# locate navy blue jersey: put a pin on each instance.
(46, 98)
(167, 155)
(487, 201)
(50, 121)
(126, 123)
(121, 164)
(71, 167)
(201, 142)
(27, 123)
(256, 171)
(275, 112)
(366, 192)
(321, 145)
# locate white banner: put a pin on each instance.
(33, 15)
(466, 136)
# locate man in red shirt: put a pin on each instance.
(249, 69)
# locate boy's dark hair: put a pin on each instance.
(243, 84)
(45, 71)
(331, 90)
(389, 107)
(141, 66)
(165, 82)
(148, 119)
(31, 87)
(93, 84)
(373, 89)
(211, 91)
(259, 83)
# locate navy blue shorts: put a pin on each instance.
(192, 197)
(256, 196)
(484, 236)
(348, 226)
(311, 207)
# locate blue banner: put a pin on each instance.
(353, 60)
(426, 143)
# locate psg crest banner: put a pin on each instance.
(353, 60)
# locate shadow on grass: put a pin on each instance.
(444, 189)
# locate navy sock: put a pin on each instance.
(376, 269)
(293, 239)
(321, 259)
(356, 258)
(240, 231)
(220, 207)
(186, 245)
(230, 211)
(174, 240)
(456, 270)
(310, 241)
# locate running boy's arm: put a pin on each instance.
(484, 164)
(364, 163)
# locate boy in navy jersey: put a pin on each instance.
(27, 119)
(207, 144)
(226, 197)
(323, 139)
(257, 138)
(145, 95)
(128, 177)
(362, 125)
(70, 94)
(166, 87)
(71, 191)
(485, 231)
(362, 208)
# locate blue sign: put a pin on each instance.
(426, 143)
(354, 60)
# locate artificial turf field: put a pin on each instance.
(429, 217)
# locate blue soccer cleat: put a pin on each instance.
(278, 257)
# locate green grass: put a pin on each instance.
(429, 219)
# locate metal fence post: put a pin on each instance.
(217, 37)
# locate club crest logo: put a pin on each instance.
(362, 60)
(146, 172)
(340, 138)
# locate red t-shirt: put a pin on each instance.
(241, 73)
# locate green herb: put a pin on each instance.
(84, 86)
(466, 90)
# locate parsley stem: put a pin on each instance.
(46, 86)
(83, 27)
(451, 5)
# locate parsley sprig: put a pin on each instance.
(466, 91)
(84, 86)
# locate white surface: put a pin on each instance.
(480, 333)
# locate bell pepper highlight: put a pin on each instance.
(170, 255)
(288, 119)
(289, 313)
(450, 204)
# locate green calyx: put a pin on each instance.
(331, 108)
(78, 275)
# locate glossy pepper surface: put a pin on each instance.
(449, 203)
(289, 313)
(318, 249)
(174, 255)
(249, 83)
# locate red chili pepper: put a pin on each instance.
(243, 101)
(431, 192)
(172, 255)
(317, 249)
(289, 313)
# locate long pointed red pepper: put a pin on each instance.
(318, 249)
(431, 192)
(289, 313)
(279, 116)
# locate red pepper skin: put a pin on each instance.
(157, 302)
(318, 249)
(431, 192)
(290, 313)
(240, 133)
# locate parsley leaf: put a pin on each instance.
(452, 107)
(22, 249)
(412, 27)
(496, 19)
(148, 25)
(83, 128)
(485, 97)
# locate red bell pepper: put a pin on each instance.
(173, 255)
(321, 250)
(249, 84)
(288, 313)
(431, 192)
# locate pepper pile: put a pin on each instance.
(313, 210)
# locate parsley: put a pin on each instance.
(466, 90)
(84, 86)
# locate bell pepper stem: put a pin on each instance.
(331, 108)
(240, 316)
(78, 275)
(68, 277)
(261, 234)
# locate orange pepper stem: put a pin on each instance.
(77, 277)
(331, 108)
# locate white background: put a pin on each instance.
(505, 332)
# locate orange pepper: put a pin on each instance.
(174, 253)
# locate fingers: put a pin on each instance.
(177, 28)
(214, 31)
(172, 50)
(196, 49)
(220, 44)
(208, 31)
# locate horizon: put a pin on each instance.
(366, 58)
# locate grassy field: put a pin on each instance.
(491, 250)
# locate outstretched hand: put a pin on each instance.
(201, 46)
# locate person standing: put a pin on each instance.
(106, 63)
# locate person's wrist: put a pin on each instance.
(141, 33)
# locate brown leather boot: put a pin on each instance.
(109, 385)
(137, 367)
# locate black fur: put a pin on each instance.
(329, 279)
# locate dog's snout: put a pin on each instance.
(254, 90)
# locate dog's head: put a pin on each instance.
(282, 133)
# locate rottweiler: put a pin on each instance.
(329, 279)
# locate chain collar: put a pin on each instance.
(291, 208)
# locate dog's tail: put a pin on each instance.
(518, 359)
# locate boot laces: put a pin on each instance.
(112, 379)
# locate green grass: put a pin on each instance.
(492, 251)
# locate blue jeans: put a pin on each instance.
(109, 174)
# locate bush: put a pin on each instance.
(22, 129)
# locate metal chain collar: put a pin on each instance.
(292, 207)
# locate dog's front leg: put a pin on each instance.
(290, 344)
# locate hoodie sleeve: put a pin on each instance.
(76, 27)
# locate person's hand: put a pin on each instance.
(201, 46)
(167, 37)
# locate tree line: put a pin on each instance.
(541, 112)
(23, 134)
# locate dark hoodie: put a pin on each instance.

__EXERCISE REQUIREMENTS__
Starting at the row that contains "# locate tree" and going through the last row, give those rows again with "dark hoodie" replaced by "black hoodie" and everything else left the same.

__IN RESPONSE__
# locate tree line: put a pin on each instance.
(541, 112)
(23, 134)
# locate black hoodie: put a pin on each instance.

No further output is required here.